▶ _The task_
Quote only the lines from the top of the listing below down to and including the line with "Query: **cloud**".
[Start of Attachment]
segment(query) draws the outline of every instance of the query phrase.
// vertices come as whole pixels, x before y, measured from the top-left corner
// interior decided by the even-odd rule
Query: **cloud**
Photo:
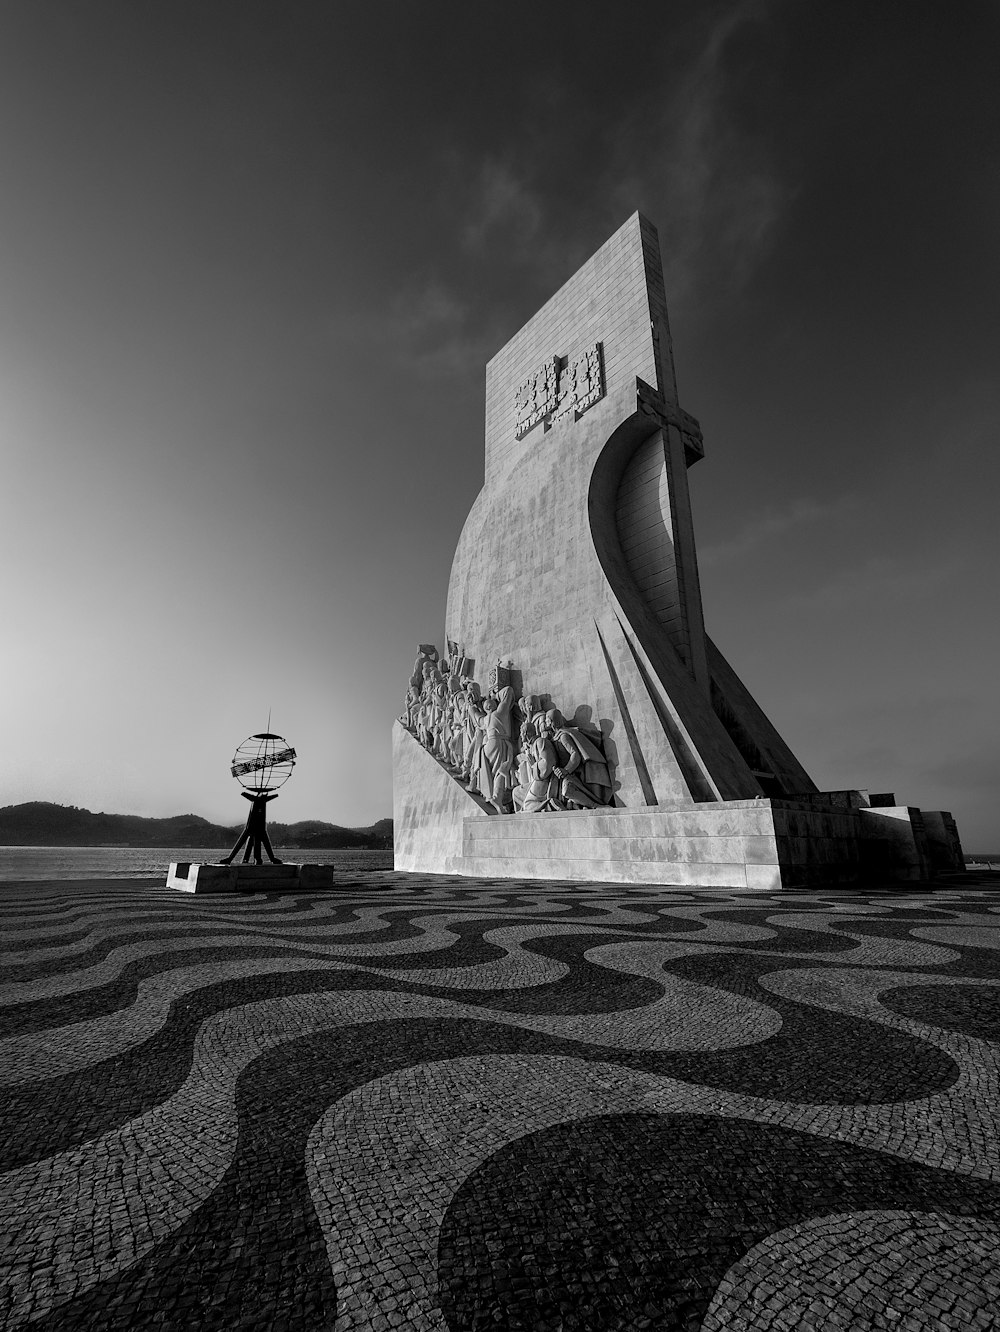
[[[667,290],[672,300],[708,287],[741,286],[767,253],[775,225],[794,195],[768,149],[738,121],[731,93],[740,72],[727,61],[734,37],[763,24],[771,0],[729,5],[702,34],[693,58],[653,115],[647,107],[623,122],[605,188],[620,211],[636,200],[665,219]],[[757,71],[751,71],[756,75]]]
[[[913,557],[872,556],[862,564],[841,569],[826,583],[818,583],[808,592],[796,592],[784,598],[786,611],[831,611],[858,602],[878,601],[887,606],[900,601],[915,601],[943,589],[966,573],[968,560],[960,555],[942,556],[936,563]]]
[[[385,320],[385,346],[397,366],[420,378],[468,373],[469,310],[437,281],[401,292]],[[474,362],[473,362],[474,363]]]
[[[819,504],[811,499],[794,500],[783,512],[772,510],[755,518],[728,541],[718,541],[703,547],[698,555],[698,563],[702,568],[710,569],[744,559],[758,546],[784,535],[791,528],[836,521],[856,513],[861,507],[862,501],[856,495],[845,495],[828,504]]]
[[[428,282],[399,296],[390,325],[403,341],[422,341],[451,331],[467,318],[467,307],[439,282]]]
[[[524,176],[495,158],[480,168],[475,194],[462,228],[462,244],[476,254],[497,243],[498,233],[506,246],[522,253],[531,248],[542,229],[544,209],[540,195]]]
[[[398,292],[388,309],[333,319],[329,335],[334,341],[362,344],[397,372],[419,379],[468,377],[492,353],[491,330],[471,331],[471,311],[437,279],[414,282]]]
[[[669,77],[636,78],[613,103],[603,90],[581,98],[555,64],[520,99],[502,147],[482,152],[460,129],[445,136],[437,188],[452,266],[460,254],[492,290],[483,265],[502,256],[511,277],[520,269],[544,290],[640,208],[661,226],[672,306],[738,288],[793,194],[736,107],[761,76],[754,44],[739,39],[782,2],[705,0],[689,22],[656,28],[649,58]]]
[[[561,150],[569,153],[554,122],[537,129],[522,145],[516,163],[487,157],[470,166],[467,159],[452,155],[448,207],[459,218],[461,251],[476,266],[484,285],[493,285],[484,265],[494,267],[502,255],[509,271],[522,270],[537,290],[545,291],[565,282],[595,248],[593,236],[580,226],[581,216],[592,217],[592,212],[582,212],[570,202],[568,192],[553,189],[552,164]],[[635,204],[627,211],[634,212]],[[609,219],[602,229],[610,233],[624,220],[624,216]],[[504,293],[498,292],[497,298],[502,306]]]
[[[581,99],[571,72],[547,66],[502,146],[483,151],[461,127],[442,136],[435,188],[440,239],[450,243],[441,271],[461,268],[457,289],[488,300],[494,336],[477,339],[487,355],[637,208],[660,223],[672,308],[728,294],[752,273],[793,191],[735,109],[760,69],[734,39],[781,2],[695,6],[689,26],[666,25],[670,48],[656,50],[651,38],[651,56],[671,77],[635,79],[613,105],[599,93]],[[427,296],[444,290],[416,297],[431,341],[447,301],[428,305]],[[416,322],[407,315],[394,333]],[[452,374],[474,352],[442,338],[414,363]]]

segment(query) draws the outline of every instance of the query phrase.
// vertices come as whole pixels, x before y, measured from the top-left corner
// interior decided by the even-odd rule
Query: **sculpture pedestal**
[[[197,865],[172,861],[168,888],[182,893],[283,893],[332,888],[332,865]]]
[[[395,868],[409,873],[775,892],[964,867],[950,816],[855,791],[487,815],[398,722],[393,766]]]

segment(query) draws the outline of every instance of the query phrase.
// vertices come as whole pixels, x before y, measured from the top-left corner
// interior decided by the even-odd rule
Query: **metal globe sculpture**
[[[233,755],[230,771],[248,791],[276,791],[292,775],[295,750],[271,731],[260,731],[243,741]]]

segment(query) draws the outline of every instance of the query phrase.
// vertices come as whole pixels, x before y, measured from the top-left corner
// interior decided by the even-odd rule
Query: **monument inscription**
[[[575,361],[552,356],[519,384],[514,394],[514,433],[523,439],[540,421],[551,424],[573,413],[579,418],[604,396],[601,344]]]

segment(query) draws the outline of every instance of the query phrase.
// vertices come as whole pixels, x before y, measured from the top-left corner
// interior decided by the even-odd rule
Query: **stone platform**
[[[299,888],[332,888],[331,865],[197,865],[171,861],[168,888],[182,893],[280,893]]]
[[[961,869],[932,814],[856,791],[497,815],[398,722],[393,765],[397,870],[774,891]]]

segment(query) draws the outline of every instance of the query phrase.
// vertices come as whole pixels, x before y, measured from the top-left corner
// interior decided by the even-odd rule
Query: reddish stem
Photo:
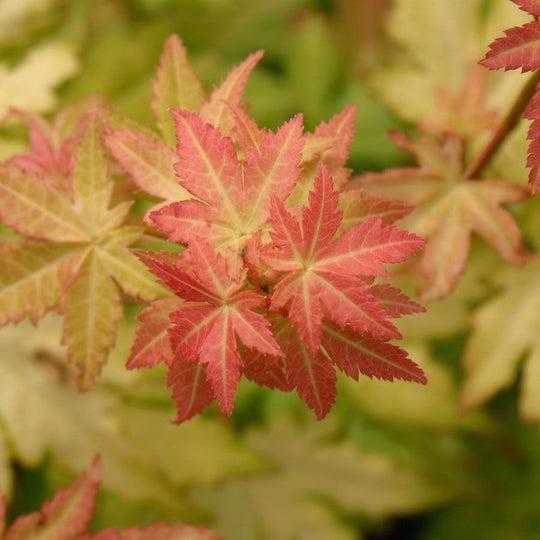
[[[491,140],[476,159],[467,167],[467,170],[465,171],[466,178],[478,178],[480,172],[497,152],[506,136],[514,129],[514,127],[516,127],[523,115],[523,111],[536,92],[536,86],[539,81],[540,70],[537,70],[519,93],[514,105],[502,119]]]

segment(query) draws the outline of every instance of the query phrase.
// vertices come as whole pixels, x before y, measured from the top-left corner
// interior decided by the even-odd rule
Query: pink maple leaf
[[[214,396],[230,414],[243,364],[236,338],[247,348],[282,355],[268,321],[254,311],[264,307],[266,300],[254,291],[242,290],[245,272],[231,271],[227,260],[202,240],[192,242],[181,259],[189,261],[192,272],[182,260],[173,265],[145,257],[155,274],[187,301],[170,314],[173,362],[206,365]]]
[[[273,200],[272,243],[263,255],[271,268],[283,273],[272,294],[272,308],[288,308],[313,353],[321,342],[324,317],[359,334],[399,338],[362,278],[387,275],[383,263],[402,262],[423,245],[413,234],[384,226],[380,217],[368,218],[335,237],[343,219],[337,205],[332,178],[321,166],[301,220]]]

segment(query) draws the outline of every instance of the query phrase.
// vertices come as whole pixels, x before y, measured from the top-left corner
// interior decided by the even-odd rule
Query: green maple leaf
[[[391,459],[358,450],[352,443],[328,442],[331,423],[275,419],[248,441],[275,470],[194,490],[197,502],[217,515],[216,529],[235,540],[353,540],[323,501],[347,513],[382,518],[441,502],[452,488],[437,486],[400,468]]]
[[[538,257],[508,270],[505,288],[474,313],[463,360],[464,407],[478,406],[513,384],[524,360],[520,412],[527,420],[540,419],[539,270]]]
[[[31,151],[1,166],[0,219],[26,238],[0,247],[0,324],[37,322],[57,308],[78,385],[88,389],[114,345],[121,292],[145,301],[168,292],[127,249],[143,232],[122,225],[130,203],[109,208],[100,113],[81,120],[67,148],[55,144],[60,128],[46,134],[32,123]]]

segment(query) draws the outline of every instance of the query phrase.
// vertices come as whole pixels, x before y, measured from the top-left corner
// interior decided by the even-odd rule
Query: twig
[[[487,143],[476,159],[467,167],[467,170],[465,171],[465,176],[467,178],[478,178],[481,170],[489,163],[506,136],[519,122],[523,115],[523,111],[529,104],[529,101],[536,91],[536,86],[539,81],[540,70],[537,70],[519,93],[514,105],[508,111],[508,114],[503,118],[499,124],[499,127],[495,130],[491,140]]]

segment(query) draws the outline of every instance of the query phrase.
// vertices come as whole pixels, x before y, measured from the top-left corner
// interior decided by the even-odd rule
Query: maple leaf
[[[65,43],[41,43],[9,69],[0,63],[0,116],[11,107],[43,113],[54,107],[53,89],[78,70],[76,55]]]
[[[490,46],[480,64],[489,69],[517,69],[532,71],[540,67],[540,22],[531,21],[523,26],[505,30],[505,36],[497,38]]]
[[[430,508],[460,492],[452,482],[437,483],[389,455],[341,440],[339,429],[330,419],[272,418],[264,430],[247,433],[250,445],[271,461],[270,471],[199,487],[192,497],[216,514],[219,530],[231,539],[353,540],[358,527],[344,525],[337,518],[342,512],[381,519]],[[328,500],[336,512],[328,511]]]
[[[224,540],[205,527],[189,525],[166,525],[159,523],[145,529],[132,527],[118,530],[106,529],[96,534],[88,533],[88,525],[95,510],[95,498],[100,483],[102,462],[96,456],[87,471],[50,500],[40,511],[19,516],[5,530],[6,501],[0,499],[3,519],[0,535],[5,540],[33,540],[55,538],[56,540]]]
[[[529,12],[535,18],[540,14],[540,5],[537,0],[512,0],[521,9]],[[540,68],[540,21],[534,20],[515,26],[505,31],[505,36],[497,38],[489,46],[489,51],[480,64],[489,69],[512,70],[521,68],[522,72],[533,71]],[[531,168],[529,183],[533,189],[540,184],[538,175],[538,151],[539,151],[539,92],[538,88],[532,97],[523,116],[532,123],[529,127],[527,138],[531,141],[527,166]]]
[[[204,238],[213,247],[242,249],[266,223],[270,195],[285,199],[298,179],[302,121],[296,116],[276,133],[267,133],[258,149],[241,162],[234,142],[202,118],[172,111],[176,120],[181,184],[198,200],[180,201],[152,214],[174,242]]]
[End of Attachment]
▶ _Expected answer_
segment(query) draws the outline of every instance of the query phrase.
// vertices come as whole pixels, x before y, measured from the top-left corner
// interior decided by the even-odd rule
Query: **cloud**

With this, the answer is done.